=== Dataset records ===

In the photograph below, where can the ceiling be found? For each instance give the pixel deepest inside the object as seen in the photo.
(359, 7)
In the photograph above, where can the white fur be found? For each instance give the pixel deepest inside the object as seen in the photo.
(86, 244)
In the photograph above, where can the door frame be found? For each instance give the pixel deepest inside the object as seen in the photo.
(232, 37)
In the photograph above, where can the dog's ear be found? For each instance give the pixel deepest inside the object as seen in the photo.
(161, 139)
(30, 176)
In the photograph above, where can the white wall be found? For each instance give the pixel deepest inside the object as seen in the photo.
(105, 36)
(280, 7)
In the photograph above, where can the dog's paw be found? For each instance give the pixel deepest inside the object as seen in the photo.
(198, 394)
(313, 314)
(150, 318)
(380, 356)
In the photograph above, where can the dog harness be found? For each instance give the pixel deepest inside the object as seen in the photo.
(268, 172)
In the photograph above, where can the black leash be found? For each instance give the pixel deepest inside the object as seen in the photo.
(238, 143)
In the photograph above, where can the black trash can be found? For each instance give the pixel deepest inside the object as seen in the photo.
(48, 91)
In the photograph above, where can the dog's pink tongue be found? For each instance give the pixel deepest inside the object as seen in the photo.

===

▶ Task instructions:
Send back each record exactly as it stands.

▶ Output for this exercise:
In the photograph below, where can the ceiling be found? For each instance give the pixel deepest inside the object as seen in the photo.
(359, 7)
In the photograph above, where can the white fur be found? For each instance give the pixel deepest inside the object as seen in the photo.
(86, 244)
In the photograph above, where can the door frame be found? For each instance give the pixel deepest inside the object as seen in the photo.
(232, 37)
In the photograph above, where can the dog's ear be found? For each instance give the pixel deepest inside the object as seen in the photo.
(161, 139)
(30, 176)
In the photograph above, where can the white wall be found? For each instance give the pixel deepest inside the object as seen in the photo.
(105, 36)
(280, 7)
In the photograph above, where can the dog's paw be found? For each instance give the pixel deepest inside the object as seen in the photo.
(198, 394)
(313, 314)
(150, 318)
(380, 356)
In the photograph above, where can the dog harness be found? For each instance give the pixel deepest inside the object as seen in the photo.
(268, 172)
In the photograph above, where can the black leash be found? For each instance give the pixel deepest inside the object as seen in the photo.
(238, 143)
In the photograph above, where can the black trash can be found? For each instance give the pixel deepest inside the object as seen in the photo.
(48, 91)
In the photograph above, where can the dog's pink tongue be found? For each instance give the pixel deepest inside the object as seen in the photo.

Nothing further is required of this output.